飲食店のアルバイト教育に効果的な手法やポイント、注意点を解説!

近年の人材不足は非常に深刻で、飲食店においてアルバイトの存在は、ますます必要不可欠となっています。アルバイトに定着してもらい最大限に力を発揮してもらうことが、収益の確保に直結します。そこで、アルバイトスタッフについて、教育方法と管理方法に焦点をあてて考えてみましょう。

目次

飲食店経営にはアルバイトの戦力化が不可欠

「あのアルバイトは使えないなぁ…」こんな言葉を経営者や店長から聞くことがあります。しかし、アルバイトがいなければ、営業がまともにできない飲食店は少なくありません。近年では、雇用形態が多種多様になっていますが、勤務時間が流動的で短時間でも応じてくれるアルバイトの存在価値は大きいものでしょう。 さらに最近では、副業を認める企業も増えていることも注目できます。空いた時間をアルバイトに充てる人も増えていくはずです。このような状況から、アルバイトを有効活用して戦力化できるかは重要なポイントとなってきます。

飲食店のアルバイトが定着しないのはなぜ?

アルバイトというと最初に「すぐ辞めちゃう。」と連想する人が多いようです。飲食店の現場にいると、確かにそれも事実と感じます。1日来ただけで連絡が取れなくなる人や、採用の連絡をしたのにそもそも出勤してこない人もいます。原因は、想像していた職場のイメージと違ったか、面接時のお店の印象が悪かったことがほとんどです。定着させるためにまずできるのは、アルバイトを迎え入れるウェルカムの体制を作ることです。

# 目的 1:
本文の要点を2文でまとめてください。
本文とエントリは、それぞれ別の出典から取られています。

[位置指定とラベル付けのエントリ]

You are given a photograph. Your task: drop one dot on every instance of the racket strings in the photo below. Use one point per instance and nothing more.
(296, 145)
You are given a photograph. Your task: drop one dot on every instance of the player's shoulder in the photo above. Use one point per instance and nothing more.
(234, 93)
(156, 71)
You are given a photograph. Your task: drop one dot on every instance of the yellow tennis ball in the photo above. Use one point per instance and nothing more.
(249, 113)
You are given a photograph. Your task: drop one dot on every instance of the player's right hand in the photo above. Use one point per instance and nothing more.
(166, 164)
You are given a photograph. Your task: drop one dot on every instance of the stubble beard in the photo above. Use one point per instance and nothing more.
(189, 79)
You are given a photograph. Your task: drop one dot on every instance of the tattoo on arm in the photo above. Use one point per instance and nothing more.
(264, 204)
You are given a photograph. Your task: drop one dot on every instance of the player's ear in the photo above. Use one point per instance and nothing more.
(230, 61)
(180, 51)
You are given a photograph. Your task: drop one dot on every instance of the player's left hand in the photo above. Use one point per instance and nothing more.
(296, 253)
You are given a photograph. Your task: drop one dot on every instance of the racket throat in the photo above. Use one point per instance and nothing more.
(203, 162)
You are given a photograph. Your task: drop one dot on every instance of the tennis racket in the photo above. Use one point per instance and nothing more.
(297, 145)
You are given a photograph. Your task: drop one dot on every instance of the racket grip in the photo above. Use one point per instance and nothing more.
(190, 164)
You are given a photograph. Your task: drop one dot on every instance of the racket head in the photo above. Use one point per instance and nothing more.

# 目的 2:
エントリのうち「the racket grip」を含む行からエントリの最後までの行(両端を含む)を更新し、「racket head」を「racket frame」に置き換えてください。ほかは変えずに、その行だけを書き出してください。

# 最終回答 1:
人材不足が深刻な近年、飲食店の営業にはアルバイトが不可欠であり、副業を認める企業の増加もあって、アルバイトを有効活用して戦力化できるかが重要なポイントになっている。アルバイトが定着しない原因は、想像していた職場のイメージと違ったか面接時のお店の印象が悪かったことがほとんどで、定着させるためにまずできるのはウェルカムの体制を作ることである。

# 最終回答 2:
You are given a photograph. Your task: drop one dot on every instance of the racket grip in the photo above. Use one point per instance and nothing more.
(190, 164)
You are given a photograph. Your task: drop one dot on every instance of the racket frame in the photo above. Use one point per instance and nothing more.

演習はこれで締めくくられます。